AIM OF THE TASK
Out of the records below, copy all lines in which the word "mask" occurs.

Stored data
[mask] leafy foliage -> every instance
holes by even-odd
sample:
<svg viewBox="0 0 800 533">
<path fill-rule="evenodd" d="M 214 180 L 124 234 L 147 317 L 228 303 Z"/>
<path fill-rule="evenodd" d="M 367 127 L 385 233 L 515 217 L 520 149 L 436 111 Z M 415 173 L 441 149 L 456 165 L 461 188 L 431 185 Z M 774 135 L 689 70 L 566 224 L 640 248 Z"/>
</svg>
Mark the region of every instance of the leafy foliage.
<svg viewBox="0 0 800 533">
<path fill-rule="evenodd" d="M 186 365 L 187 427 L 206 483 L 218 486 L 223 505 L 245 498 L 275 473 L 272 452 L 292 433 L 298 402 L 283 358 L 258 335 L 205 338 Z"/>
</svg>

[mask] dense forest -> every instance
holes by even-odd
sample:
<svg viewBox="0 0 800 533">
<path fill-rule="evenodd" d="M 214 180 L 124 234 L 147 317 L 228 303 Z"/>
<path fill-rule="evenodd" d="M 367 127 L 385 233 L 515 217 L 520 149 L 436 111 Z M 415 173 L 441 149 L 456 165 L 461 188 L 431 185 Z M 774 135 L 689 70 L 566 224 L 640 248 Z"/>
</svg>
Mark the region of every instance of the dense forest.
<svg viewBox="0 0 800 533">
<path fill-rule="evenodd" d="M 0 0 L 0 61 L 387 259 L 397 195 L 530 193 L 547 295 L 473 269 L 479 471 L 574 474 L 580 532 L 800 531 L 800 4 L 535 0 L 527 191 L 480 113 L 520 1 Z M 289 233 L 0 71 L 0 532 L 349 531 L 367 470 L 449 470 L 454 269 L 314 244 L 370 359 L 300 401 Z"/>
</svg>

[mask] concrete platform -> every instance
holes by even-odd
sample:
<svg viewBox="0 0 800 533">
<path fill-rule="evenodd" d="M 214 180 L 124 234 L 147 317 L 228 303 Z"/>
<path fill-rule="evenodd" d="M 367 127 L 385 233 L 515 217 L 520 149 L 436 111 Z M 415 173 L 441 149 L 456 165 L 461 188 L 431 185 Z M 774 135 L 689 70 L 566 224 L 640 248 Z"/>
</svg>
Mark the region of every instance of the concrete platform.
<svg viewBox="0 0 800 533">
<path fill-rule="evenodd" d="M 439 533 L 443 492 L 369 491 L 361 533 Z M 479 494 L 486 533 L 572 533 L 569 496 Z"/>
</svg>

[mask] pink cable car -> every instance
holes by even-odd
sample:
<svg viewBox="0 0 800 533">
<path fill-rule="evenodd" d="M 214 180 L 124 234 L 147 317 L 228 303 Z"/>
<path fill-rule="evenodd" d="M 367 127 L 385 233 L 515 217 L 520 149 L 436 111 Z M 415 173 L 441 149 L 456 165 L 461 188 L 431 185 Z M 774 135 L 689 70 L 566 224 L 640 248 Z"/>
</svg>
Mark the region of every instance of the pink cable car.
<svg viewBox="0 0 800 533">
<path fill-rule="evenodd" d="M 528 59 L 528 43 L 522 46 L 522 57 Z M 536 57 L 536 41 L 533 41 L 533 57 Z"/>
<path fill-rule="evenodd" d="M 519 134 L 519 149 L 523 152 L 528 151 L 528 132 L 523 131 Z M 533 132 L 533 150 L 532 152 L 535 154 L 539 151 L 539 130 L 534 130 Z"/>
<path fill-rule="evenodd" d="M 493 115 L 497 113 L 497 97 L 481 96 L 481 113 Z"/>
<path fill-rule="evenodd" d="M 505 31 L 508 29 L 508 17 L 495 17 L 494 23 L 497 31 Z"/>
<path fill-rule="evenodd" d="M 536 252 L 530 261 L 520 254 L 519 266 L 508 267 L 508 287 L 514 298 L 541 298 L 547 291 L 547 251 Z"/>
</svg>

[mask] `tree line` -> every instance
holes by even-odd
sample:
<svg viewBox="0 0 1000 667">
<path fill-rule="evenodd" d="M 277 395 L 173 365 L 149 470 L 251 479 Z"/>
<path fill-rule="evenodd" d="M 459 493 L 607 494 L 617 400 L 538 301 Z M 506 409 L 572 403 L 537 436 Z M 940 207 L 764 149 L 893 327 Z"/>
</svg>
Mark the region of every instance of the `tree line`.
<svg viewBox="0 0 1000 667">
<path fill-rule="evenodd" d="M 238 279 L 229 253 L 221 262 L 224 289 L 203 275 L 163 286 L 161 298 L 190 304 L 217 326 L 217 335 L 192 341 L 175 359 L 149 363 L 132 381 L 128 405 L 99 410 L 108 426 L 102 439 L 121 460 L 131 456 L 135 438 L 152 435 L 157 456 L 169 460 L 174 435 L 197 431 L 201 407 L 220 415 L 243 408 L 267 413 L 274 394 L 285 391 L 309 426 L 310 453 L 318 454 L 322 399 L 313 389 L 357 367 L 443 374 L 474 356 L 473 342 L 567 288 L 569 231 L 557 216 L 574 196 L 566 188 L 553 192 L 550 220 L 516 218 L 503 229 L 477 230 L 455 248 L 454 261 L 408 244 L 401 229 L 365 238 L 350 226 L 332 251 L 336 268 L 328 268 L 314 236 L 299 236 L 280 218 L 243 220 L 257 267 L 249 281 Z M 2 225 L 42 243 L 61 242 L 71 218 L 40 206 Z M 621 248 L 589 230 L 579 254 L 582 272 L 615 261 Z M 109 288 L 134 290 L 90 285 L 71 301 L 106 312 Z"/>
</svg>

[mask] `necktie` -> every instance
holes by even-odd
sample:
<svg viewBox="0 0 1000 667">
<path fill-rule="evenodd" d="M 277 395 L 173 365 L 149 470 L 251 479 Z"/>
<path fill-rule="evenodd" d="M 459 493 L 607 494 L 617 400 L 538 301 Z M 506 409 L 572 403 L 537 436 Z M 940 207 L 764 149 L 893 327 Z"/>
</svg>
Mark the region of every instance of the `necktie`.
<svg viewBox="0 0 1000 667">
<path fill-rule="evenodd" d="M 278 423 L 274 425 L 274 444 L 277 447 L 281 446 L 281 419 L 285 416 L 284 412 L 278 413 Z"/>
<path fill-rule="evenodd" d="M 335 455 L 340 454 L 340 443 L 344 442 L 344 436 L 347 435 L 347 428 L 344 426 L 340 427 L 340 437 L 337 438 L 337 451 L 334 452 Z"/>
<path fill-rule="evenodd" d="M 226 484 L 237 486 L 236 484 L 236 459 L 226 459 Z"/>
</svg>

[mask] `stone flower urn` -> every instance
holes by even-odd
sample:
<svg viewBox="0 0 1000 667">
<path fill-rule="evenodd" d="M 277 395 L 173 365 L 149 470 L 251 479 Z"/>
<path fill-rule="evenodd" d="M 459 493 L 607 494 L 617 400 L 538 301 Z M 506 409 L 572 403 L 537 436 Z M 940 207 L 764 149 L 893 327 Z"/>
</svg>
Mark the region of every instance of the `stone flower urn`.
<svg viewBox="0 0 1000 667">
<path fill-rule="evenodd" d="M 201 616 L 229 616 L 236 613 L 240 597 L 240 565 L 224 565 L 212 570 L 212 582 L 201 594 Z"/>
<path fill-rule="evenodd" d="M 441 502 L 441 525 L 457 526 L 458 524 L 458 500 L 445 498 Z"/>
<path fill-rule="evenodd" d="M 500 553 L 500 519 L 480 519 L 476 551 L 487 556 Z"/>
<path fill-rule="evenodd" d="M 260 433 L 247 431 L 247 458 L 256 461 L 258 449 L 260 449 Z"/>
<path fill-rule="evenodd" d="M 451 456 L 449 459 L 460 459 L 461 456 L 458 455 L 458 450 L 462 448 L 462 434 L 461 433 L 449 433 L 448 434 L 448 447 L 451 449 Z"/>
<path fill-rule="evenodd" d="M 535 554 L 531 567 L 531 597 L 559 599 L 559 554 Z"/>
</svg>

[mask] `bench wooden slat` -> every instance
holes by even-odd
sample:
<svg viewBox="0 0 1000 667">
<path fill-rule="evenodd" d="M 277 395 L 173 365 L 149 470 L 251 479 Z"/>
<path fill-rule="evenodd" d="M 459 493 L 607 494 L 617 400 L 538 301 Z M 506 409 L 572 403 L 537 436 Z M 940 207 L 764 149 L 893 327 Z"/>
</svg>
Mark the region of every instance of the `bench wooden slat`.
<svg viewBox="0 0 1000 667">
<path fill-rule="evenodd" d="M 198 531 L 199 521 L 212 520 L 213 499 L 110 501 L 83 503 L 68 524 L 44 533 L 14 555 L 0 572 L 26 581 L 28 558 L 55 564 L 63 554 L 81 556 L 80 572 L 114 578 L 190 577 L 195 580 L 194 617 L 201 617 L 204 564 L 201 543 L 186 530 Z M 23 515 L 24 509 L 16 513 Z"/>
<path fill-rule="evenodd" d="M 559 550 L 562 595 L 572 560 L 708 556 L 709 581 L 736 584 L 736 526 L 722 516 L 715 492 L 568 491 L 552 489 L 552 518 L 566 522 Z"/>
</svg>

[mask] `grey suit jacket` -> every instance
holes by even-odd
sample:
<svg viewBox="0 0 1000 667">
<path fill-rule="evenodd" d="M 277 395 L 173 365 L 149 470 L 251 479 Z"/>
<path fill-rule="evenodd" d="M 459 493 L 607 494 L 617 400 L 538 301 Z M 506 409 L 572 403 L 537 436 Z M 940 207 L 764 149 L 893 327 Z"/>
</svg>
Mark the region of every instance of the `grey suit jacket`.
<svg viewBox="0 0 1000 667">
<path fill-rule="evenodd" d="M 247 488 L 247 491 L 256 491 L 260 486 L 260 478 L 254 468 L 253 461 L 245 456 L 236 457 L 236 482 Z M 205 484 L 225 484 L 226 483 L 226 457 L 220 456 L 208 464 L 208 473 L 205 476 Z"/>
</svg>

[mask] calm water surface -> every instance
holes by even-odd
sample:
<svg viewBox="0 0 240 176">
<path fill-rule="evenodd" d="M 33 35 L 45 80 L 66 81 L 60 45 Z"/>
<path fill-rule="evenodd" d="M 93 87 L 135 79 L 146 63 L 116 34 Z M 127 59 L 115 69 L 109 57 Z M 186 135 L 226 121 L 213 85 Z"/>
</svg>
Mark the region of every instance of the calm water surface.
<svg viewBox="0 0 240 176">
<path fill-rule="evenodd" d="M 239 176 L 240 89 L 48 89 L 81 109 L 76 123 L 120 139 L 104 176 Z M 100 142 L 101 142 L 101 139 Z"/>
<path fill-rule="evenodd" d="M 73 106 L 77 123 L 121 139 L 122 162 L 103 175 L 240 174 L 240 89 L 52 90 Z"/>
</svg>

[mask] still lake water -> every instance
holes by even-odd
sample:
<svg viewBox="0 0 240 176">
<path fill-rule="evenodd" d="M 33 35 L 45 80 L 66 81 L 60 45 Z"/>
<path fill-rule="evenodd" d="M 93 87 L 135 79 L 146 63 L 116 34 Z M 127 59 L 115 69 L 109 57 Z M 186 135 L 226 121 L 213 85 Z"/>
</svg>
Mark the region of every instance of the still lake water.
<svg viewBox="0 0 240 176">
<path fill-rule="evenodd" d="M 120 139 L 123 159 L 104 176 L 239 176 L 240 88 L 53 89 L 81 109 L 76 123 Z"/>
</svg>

ANSWER SPACE
[mask] leafy foliage -> every instance
[mask] dense forest -> every instance
[mask] concrete platform -> every instance
[mask] pink cable car -> every instance
[mask] `tree line` -> every instance
[mask] `necktie` -> every instance
[mask] `stone flower urn` -> every instance
[mask] `bench wooden slat` -> every instance
[mask] `grey suit jacket` -> every instance
[mask] calm water surface -> every instance
[mask] still lake water -> every instance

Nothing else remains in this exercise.